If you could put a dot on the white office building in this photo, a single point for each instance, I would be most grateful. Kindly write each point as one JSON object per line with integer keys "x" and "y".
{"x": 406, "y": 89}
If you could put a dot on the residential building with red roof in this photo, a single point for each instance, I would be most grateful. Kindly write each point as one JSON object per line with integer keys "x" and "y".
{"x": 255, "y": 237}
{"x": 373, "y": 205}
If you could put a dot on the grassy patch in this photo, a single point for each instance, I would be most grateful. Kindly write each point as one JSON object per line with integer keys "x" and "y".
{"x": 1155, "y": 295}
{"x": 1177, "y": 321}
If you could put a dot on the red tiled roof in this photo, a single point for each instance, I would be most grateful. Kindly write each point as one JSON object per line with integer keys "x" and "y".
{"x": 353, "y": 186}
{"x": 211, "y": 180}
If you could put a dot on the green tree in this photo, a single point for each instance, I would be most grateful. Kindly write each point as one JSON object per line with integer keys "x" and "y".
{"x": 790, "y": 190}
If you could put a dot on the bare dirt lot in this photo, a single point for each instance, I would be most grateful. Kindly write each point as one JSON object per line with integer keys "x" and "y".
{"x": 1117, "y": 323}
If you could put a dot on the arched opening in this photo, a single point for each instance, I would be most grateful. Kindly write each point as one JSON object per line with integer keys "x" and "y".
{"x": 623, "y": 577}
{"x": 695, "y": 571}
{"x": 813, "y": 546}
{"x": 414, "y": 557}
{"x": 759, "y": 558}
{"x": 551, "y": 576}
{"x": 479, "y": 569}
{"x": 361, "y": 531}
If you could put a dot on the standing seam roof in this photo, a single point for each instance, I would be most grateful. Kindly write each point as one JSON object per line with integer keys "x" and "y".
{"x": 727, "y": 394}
§
### Stated goal
Copy the rows from the line containing "If you could put a dot on the arched" through the last row, switching "arched opening" to "arched doorway" and leaving everything else unchanged.

### Task output
If you could put a dot on the arched doorway in this photo, a single point for each instance, I would be most grateful. Kindly write each point as one JSON object per line with integer keys "x" and "y".
{"x": 623, "y": 577}
{"x": 695, "y": 571}
{"x": 813, "y": 546}
{"x": 414, "y": 557}
{"x": 759, "y": 558}
{"x": 551, "y": 576}
{"x": 479, "y": 569}
{"x": 361, "y": 531}
If you could put a dot on the standing seam roof in this photo, a single point for each instance, I would be most grateful. Kindly write each point as one JSON object per line with integer keys "x" and "y".
{"x": 727, "y": 394}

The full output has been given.